• [PROBLEMA PLANTEADO]:
Prolongue el fragmento sobre el profesor Hemingstein en el Hotel Suecia a partir de su última frase, «Todo fuese por mantener la hegemonía».

• [FRAGMENTO SELECCIONADO]:
━━━━━━━━━━━━━━━━━━━━

Cuando una granada alcanzó el Hotel Suecia —donde se encontraba alojado— y un chorro de arenilla se desprendió del techo —salpicando los vasos y el mapa desplegado sobre la mesa—, al profesor Hemingstein no le quedó otra que preguntar a su auditorio:

¿Qué les parece ahora, caballeros?

Dados los antecedentes, la pregunta fue algo más que una provocación. Un gesto con el que quiso dar a entender que en realidad no se trataba de haber perdido la inocencia, sino de saber encajar su asalto cuando toca remover el whisky con los cascotes del recuerdo. Poco antes del impacto, el profesor Hemingstein estaba explicando la imposibilidad balística de que una granada alcanzase el hotel.

Alrededor de un mapa de Madrid, una variopinta concurrencia —formada por corresponsales junto a milicianos y algún que otro espía— escuchaba atenta la exposición de un hombre que era lo más parecido a un gigante con aire extranjero. No era para menos.  Estaban delante de todo un experto en campañas militares que había sido herido en Italia durante la Gran Guerra y el más famoso autor vivo de la literatura; un hombre siempre tan ocupado en beber como en demostrar quién era. Todo fuese por mantener la hegemonía.

━━━━━━━━━━━━━━━━━━━━

• [DATOS PROPORCIONADOS]:
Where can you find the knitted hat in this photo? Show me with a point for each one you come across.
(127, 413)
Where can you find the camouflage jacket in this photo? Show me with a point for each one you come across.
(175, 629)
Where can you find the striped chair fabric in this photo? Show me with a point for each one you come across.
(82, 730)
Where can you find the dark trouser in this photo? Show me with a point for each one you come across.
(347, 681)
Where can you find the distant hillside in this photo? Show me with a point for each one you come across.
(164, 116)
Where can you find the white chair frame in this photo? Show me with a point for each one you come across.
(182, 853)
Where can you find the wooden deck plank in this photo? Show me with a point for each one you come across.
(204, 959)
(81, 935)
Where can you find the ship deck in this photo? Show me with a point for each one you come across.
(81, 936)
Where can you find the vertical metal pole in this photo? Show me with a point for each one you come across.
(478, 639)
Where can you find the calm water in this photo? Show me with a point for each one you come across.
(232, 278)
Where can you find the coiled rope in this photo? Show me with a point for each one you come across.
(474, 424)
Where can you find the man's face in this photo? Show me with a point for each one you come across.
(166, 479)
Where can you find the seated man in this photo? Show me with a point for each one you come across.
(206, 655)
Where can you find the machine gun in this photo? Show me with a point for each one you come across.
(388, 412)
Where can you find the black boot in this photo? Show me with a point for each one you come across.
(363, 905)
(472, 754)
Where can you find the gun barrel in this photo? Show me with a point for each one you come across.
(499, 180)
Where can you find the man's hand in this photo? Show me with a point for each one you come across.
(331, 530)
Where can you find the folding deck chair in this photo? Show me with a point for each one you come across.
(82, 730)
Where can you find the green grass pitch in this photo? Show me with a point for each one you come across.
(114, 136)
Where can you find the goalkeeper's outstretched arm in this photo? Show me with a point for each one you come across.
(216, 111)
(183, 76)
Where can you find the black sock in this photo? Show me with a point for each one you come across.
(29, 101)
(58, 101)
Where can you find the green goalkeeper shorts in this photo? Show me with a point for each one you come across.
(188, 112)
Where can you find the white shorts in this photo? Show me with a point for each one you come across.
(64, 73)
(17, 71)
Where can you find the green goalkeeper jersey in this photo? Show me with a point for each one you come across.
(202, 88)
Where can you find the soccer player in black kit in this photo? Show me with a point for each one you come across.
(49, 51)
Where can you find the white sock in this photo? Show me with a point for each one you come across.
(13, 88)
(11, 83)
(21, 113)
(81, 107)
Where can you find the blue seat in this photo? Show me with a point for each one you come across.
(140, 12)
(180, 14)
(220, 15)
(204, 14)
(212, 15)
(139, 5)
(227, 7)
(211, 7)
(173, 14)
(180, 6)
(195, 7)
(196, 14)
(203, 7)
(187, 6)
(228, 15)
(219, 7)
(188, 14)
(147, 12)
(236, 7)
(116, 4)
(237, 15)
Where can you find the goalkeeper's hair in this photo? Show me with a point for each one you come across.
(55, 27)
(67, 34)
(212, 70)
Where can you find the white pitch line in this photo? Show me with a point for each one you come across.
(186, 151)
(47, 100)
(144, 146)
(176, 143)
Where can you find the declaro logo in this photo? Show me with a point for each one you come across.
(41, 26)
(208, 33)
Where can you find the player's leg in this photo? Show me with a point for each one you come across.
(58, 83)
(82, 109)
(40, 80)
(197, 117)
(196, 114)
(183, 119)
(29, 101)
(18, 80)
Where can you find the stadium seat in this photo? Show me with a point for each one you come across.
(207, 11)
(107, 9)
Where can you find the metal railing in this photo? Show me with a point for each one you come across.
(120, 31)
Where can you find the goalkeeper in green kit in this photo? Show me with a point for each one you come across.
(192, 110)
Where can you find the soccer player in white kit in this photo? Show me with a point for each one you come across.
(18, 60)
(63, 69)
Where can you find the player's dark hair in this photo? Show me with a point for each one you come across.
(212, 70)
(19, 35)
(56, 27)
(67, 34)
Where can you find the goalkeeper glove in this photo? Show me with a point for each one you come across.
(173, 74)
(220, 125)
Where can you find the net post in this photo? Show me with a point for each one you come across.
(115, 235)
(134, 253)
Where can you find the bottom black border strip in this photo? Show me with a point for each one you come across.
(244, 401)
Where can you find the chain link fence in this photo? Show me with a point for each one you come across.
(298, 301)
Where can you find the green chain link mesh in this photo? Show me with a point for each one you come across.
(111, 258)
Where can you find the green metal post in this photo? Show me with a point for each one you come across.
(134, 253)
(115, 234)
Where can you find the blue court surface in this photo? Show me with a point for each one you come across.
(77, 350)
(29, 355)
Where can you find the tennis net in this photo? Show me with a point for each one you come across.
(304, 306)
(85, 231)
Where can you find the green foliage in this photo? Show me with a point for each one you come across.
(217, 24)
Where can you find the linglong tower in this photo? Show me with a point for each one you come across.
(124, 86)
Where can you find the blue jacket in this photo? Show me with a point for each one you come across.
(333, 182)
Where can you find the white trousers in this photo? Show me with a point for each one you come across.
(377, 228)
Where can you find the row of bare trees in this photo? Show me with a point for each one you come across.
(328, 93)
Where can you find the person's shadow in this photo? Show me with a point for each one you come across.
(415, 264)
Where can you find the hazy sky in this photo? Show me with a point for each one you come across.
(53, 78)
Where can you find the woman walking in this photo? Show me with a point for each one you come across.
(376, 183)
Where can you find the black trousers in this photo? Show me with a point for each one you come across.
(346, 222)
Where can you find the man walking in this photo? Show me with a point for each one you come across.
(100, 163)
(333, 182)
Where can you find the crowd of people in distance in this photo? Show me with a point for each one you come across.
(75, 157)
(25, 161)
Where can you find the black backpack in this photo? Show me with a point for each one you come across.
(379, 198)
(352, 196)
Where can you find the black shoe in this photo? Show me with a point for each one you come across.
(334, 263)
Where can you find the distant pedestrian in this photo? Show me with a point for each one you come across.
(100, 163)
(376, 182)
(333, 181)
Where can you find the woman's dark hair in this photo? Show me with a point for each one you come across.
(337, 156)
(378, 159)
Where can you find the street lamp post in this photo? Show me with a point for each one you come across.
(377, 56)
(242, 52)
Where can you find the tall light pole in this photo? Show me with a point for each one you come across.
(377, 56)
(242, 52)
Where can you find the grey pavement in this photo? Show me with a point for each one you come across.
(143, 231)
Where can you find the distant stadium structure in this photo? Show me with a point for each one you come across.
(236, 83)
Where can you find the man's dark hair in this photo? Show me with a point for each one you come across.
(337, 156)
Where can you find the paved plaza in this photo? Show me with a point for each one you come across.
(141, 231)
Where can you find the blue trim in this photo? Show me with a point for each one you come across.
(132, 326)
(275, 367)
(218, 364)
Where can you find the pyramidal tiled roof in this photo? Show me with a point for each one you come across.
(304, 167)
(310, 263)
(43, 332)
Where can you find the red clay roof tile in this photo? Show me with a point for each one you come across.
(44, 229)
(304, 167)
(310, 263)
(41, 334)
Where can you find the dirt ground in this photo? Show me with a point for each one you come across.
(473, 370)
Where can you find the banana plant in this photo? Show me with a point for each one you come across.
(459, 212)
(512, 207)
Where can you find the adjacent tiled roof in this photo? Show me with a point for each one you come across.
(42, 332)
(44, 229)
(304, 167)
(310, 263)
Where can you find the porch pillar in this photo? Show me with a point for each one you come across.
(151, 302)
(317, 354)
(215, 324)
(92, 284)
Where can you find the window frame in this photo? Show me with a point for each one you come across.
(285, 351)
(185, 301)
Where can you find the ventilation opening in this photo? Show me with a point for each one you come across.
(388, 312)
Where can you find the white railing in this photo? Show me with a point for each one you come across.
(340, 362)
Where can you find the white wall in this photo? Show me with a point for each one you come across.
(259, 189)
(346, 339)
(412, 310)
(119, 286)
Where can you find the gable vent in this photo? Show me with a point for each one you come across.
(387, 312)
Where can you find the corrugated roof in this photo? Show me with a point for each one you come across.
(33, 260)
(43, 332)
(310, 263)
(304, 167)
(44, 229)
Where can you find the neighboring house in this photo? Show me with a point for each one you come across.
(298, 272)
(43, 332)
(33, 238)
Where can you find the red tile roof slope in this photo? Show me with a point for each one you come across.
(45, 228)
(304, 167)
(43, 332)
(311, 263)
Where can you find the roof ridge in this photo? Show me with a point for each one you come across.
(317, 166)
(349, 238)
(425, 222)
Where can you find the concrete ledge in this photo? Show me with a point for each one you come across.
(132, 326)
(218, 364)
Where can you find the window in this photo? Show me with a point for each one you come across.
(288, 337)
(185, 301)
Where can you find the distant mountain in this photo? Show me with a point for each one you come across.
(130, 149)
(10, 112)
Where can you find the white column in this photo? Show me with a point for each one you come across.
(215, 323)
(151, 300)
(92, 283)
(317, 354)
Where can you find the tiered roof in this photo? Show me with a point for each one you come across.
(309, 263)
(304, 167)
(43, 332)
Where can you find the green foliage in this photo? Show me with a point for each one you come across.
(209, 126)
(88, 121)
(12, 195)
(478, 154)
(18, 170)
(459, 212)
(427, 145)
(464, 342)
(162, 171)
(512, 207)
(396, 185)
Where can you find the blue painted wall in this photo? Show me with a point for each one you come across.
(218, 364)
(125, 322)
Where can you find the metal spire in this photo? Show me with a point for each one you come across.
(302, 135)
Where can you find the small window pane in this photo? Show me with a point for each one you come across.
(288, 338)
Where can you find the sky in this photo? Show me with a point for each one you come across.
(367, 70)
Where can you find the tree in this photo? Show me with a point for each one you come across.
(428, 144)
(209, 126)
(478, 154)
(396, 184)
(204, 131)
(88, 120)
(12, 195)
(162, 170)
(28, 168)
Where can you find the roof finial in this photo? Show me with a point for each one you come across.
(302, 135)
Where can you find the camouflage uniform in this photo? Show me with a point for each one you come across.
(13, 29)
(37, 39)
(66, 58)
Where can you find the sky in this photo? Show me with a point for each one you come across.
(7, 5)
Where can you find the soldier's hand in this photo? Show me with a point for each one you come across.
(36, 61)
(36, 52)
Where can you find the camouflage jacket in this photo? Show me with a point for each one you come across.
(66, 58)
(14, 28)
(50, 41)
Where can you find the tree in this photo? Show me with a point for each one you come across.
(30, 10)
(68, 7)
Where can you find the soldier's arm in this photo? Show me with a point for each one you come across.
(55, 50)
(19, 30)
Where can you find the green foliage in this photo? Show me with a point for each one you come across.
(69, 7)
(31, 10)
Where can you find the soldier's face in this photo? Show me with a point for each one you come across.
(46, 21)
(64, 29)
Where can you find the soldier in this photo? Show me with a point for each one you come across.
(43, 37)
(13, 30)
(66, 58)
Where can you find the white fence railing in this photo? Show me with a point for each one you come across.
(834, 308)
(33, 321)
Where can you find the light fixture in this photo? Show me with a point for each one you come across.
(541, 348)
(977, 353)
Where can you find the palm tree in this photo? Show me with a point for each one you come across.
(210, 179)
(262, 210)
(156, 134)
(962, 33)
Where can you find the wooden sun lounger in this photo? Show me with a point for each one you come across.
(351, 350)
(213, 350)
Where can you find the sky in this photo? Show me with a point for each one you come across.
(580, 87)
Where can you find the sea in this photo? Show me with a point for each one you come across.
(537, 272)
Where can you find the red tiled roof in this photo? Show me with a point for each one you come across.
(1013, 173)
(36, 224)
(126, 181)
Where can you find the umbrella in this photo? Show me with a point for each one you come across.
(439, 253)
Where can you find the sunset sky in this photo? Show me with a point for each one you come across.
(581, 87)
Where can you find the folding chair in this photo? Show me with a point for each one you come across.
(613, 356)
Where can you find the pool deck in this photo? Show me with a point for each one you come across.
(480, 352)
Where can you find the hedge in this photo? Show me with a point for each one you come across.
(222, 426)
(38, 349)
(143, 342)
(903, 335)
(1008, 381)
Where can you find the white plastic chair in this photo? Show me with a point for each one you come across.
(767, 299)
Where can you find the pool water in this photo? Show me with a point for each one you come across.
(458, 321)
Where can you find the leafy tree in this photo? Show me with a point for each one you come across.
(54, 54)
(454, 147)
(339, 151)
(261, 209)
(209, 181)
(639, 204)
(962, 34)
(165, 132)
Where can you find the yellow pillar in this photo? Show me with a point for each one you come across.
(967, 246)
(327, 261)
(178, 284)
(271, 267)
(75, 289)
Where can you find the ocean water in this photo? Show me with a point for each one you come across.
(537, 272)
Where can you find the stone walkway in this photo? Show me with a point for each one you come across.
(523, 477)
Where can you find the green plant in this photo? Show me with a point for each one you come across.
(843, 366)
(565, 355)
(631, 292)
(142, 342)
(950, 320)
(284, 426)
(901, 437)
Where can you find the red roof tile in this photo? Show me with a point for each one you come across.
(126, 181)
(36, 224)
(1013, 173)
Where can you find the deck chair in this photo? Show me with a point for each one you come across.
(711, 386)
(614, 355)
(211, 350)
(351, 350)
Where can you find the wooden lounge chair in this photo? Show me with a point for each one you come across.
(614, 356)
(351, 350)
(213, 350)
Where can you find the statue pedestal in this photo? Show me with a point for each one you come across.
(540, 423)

━━━━━━━━━━━━━━━━━━━━

• [RESPUESTA AL EJERCICIO]:
En ese momento —según nos cuenta en su correspondencia de guerra para la agencia NANA— fue cuando se escuchó un silbante rugido como un tren subterráneo y, de inmediato, una granada estalló en la habitación de arriba. Madrid. Hotel Suecia. 30 de septiembre de 1937. «¿Qué les parece ahora, caballeros?».

Es posible imaginar la escena, una de tantas de las que Hemingway se serviría para construir su obra de teatro titulada The Fifth Column (La quinta columna). Un texto donde consiguió que la realidad se pareciese tanto a la ficción como la sangre a la pintura. Porque Hemingway traía aprendido de París el error de la vanguardia cuando se trata de identificar la verdad en la vida con la verdad en la literatura. Ambas nunca son idénticas y Hemingway, que lo sabía por experiencia ajena, se serviría de la ficción para revelar la verdad, expresándola con silencios y mentiras. A partes iguales.  

Bien sabía que cuando se desvela lo que esconde el mundo de la guerra, no solo puede uno encontrarse con personajes y acciones que parecen inventadas por un mal novelista, sino que también puede uno encontrarse con el fracaso. El mero hecho de transcribir los hechos, tal y como los hechos se presentan, hubiese convertido su creación en algo tan obvio como aburrido. De su visita a la guerra civil española no solo nos dejó la citada obra de teatro, también lo haría con algún que otro relato como Old Man at the Bridge (El viejo del puente) además de una considerable novela, For Whom the Bells Tolls (Por quién doblan las campanas).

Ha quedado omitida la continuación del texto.